### Task to complete
Below, find the stretch of rows that opens with the line containing "Task: point to each instance of the black sneaker" and runs through the end of the rows, then reproduce only that stretch, requests included. Multiply every point coordinate in its answers by 0.35 and round each result to a whole number, rounding halves up.

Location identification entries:
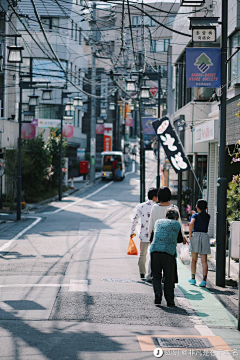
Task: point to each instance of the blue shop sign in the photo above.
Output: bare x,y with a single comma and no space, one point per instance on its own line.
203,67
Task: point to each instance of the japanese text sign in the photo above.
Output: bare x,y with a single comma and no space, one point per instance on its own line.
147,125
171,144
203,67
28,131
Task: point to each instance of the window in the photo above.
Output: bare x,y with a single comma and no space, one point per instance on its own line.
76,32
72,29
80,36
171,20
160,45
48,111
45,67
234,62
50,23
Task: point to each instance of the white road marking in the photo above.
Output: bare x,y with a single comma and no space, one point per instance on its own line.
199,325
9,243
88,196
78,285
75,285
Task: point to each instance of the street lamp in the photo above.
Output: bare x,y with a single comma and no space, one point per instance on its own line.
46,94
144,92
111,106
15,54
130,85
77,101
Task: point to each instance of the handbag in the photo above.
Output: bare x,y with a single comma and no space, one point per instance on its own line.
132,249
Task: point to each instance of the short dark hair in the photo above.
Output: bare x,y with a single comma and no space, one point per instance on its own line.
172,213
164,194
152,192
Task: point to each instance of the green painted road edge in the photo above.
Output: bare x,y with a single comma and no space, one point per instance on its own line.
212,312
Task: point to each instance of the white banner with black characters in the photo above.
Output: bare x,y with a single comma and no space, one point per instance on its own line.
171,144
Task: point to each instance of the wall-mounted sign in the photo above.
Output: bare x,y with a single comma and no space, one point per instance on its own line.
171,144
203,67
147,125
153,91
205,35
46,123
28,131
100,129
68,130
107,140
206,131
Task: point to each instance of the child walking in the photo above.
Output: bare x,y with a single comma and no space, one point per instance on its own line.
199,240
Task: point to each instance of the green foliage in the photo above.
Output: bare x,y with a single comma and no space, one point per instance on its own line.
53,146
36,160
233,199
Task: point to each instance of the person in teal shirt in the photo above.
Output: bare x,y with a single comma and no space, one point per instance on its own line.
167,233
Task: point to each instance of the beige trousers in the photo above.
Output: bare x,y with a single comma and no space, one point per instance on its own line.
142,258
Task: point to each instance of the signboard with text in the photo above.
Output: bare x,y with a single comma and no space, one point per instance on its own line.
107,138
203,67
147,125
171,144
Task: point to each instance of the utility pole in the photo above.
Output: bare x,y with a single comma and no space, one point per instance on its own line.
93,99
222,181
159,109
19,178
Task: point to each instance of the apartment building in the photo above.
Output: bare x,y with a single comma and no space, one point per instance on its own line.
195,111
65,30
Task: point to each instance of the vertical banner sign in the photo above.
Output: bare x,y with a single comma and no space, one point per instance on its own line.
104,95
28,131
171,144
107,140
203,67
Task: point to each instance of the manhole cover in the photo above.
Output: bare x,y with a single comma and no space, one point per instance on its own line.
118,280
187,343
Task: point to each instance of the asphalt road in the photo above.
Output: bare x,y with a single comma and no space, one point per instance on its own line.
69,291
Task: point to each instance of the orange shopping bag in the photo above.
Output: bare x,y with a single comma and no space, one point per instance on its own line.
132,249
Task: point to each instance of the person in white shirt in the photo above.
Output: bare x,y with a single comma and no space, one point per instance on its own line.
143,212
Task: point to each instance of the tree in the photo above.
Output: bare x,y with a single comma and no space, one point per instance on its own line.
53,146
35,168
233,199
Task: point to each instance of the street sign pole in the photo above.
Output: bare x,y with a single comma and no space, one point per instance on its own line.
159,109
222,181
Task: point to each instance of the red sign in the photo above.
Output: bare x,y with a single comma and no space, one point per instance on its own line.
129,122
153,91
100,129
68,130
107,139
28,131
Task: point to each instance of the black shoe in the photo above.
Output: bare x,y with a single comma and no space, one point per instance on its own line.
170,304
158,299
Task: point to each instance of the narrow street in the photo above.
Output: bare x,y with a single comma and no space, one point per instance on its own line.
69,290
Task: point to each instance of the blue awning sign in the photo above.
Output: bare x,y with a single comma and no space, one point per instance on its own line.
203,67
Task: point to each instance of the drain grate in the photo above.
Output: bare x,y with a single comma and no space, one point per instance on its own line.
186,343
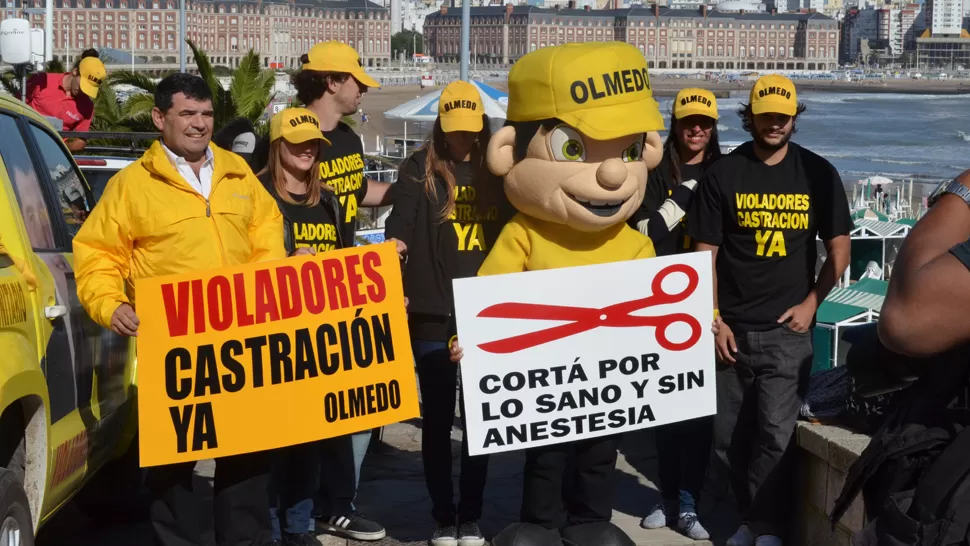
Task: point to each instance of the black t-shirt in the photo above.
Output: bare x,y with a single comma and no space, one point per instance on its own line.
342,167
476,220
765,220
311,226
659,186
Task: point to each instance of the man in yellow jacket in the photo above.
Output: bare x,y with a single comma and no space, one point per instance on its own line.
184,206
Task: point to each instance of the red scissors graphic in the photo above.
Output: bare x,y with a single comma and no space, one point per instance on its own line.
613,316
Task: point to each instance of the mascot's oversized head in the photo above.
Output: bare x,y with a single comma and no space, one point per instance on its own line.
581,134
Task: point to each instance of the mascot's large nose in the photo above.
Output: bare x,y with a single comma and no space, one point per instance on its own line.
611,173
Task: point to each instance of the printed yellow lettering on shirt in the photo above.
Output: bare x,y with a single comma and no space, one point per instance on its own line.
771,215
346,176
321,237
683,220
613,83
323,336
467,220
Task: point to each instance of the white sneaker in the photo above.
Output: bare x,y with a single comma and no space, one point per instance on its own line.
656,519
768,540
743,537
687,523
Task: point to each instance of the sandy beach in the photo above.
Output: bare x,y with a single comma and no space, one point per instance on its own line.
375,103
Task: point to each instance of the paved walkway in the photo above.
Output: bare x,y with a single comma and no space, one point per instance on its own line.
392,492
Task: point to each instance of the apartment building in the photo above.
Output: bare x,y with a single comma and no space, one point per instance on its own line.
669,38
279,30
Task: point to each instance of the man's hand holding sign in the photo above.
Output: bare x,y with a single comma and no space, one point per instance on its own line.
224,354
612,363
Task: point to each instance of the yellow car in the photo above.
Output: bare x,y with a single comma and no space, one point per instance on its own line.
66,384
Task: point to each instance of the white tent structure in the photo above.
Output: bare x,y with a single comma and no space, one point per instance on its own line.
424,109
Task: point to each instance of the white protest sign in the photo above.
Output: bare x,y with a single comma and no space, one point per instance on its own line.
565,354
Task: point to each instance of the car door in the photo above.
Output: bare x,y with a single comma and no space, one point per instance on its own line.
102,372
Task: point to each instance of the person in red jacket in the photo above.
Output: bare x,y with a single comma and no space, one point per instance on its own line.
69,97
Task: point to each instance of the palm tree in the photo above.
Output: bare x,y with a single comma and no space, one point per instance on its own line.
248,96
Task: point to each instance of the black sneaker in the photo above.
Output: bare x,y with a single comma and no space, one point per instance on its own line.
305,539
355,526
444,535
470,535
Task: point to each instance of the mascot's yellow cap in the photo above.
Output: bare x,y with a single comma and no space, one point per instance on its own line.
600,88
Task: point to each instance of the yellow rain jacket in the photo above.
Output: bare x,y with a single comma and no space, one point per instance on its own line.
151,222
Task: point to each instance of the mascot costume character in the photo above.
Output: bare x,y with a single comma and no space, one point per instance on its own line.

### Solution to the exercise
Task: point to each instance of the black sneaker in the photo above.
Output: bare x,y with a single comma and no space, one point per instance on its own line.
107,189
124,184
155,187
165,187
Task: point to each instance of the mascot's yellow cap in the photo above.
Output: bare x,y with a single comma and no space, one point per instance on its own line.
210,31
Task: point to each instance of the yellow rain jacket in the photo above.
Output: bare x,y with a single comma and no space, one point per instance on its own line.
53,78
Task: point to each instance of the mascot costume character in the photo above.
Output: bare x,y with a single comma and no space, one point per instance on its own line.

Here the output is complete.